Aim of the task ▸
Extract all lines that hold "stamp" from the records below.

Supplied information ▸
============

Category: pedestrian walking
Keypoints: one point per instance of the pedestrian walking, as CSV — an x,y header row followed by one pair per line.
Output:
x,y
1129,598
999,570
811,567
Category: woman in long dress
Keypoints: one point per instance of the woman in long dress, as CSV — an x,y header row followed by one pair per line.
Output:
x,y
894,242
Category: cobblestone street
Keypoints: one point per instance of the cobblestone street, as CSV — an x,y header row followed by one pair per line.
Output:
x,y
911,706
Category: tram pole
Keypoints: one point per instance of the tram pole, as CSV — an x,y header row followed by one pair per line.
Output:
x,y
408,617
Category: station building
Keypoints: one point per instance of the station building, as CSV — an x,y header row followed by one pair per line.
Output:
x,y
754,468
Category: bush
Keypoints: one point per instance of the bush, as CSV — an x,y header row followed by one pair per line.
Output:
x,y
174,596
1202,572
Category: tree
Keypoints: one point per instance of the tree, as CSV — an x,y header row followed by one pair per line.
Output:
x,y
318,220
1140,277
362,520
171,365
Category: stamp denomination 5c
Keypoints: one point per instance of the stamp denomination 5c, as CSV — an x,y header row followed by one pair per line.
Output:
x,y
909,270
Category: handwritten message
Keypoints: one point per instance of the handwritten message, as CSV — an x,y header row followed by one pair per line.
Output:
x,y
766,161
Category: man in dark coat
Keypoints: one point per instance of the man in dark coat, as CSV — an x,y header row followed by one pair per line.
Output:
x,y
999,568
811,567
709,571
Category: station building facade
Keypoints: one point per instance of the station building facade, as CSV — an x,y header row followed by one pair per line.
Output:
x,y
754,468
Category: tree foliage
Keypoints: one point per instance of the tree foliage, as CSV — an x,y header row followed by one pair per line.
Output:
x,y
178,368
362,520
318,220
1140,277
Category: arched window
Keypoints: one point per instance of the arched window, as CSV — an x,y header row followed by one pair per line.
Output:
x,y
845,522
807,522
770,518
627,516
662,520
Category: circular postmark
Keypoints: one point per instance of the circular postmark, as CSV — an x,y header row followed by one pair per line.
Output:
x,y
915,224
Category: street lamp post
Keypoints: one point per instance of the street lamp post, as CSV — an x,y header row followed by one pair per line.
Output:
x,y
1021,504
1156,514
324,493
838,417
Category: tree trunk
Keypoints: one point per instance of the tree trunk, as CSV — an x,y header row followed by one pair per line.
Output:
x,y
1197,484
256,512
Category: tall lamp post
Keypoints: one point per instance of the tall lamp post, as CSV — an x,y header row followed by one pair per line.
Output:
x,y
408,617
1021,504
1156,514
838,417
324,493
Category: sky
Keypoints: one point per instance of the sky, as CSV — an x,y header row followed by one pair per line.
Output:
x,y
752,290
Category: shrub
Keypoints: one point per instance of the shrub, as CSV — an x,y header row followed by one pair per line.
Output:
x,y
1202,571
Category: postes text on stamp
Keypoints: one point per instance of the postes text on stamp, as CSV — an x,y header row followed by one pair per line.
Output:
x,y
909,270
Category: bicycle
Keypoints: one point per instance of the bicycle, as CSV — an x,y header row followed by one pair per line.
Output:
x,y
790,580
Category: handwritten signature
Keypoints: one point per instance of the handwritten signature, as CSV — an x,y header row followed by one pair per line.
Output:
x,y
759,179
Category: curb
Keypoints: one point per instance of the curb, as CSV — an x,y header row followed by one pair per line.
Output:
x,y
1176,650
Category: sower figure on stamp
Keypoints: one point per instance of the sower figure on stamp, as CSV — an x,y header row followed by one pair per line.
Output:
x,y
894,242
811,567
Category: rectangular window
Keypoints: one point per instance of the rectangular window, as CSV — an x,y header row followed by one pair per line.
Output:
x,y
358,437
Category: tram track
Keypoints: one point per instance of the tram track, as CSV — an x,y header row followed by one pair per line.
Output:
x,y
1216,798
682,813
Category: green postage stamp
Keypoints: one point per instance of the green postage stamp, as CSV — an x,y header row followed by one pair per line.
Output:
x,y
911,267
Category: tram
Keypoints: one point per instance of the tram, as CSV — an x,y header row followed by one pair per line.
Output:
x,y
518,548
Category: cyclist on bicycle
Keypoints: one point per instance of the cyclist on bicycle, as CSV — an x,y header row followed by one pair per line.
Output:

============

Result of the task ▸
Category: stamp denomination 5c
Keypoints: one point per instance of the stamp denomination 5c, as CSV — an x,y header row followed by one pair per line.
Category: postes text on stamp
Keypoints: one point per instance of the postes text on stamp, as CSV — an x,y header row followed by one pair per line.
Category: sower figure on stamp
Keypoints: one point per instance of the sower figure on stamp, as CSV — an x,y header row followed by one pair per line.
Category: green postage stamp
Keypoints: one point per instance of the green postage stamp, as CSV — an x,y header row followed by one pair per line.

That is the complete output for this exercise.